---- Given records
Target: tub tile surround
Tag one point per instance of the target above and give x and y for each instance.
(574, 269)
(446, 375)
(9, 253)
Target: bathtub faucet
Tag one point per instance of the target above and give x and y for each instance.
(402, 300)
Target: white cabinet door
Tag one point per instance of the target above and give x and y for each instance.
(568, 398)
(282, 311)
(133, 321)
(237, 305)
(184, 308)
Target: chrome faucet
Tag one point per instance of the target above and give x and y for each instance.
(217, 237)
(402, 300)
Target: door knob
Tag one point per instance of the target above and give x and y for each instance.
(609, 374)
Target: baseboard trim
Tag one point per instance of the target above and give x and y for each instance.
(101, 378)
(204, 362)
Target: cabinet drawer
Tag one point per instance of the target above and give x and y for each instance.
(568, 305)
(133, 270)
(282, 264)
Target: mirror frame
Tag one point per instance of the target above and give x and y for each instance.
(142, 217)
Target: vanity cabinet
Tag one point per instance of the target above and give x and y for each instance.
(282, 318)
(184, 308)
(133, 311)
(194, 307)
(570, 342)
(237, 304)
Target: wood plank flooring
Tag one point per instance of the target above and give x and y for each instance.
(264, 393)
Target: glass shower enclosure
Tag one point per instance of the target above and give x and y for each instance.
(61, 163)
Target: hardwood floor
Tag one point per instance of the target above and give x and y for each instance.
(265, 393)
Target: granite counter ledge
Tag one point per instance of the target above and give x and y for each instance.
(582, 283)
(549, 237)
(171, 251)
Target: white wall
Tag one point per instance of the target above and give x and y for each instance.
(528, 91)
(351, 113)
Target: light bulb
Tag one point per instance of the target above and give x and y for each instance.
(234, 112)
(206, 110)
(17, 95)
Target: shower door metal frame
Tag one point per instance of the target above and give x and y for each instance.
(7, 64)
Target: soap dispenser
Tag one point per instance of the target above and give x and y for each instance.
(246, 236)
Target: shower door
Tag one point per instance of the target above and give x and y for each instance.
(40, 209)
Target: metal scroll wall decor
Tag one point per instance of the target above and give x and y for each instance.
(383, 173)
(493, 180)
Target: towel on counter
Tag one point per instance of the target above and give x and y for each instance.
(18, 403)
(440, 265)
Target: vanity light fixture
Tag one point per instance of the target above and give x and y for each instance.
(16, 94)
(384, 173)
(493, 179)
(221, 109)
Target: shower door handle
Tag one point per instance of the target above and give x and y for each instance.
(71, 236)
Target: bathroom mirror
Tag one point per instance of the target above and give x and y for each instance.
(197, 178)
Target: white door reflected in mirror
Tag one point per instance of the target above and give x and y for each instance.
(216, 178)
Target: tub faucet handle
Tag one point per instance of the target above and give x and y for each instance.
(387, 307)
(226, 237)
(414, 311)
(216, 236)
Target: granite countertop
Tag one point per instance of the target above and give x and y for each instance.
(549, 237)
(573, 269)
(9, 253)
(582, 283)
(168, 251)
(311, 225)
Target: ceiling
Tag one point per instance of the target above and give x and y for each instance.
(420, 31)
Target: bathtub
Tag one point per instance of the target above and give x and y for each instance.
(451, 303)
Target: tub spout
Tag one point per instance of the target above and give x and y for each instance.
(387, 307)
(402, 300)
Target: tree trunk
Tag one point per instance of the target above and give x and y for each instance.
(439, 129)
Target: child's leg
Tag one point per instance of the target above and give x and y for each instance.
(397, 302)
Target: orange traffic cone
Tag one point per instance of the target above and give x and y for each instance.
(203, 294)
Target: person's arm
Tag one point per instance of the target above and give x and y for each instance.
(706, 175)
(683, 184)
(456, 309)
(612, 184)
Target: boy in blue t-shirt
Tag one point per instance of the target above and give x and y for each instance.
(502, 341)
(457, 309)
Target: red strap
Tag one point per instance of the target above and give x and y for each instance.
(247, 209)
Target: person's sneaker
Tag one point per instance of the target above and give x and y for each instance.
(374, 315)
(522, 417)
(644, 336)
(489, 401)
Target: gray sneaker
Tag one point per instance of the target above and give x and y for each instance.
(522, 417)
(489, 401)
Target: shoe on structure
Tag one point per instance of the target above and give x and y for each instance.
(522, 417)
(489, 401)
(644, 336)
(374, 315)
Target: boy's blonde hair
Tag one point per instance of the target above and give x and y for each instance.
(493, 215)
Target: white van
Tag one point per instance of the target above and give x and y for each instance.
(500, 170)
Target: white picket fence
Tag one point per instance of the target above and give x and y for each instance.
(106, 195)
--------
**Aim**
Return all of the lines above verbatim, with nothing changed, added, or left out.

**The completed task**
Target: tub tile surround
Tag one point per instance of the target above and give x and y for each instance.
(574, 269)
(446, 375)
(9, 253)
Target: bathtub faucet
Tag one point per instance of the target above and give x and y for each instance.
(402, 300)
Target: white cabinet door
Tag one point per instance of the target above and give x and y for each instance.
(568, 398)
(282, 311)
(133, 321)
(237, 305)
(184, 308)
Target: chrome faucet
Tag one point per instance of the target above and give x and y for each instance.
(217, 237)
(402, 300)
Target: door knob
Tag one point per instance of the target above and give x and y for each instance.
(609, 374)
Target: baseboard trim
Tag one point per instance of the target above and give x and y for each instance.
(101, 378)
(204, 362)
Target: cabinet drawer
Tag one point per instance of the target above and give x and y for each instance.
(568, 305)
(133, 270)
(282, 264)
Target: mirror frame
Tag one point per instance of the target above and give x and y for each instance.
(142, 217)
Target: vanity cabinet
Tag one point per instance of the target above and give x and y for each instance.
(282, 318)
(184, 308)
(133, 311)
(194, 307)
(570, 342)
(237, 304)
Target: wood plank flooring
Tag one point per instance of the target above and give x and y for each instance.
(264, 393)
Target: glass shower enclosure
Tag one point per instance of the target above and give x and y for each instance.
(61, 163)
Target: hardwood floor
Tag one point per instance of the target above and give x and y for each instance.
(265, 393)
Target: granite counter ledge
Tag one point per instance of the target above and give x and y for each instance.
(582, 283)
(549, 237)
(171, 251)
Target: white wall
Tag one point per instance of the target above and give x and y for each instance.
(528, 91)
(351, 113)
Target: light bulb
Tag one point per instance of the target above and give x and y for each instance.
(234, 112)
(206, 110)
(17, 95)
Target: shower door metal frame
Tag one point per instance of the target above and give x and y for each instance.
(7, 64)
Target: soap dispenser
Tag one point per instance of the target above and give x and y for each instance.
(246, 236)
Target: shower door
Tag one point per instance of the target above and give x and y for each instance.
(40, 209)
Target: metal scroll wall decor
Tag one point per instance of the target above and give x and y for each instance.
(383, 173)
(493, 180)
Target: towel on counter
Tag one point per instance of the target above and give x and y for each instance.
(18, 403)
(440, 265)
Target: vanity light fixture
Tag one point per instance of the target above and give x and y for each instance.
(16, 94)
(384, 173)
(493, 179)
(221, 109)
Target: shower door handle
Tag one point per instance of the target above and give x and y for each instance.
(71, 236)
Target: bathroom mirror
Tag one point per instance of the target above and give x and y for each instance.
(197, 178)
Target: white door reflected in mirror
Tag one point per instance of the target above and give x and y for each instance.
(216, 178)
Target: tub faucet handle
Tag one point per instance of the target above and give x and y for each instance.
(387, 307)
(226, 237)
(414, 311)
(216, 236)
Target: granite countertop
Tag one point per instance of the target above and give x and y for each instance.
(549, 237)
(573, 269)
(9, 253)
(582, 283)
(168, 251)
(311, 225)
Target: ceiling
Tag one point per instance of the target above and give x and y for each instance.
(420, 31)
Target: bathtub
Tag one point per instance of the target above and give x and y for each instance.
(451, 303)
Target: tub spout
Tag one point per instance of the target above and give x and y for each instance.
(387, 307)
(402, 300)
Target: tree trunk
Tag one point per instance of the target above and give x and y for each instance.
(439, 129)
Target: child's leg
Tag one point per instance of the target above and give x and y for each instance.
(397, 302)
Target: orange traffic cone
Tag one point per instance of the target above and give x and y for each instance.
(203, 294)
Target: person's arm
Tag one point per instance of the target above and give x and y for each instance.
(706, 175)
(683, 184)
(456, 309)
(612, 184)
Target: boy in blue t-shirt
Tag one point per instance of the target above and give x and y for each instance.
(502, 341)
(457, 309)
Target: red strap
Tag one point per instance of the target above and give x and y for each instance.
(247, 209)
Target: person's sneaker
Tag one point per instance of the target above and give x and y for each instance.
(374, 315)
(522, 417)
(644, 336)
(489, 401)
Target: gray sneaker
Tag one point per instance of the target above and give x and y for each instance.
(522, 417)
(489, 401)
Target: shoe on structure
Tag one point per instance of the target above and give x and y for each instance.
(522, 417)
(489, 401)
(644, 336)
(374, 315)
Target: boy's blonde hair
Tag one point per instance of the target above and give x and y for each instance.
(493, 215)
Target: white van
Tag one point per instance of the target above and give x and y for each instance.
(500, 170)
Target: white picket fence
Tag one point per instance of the target above and give x and y for each instance.
(106, 195)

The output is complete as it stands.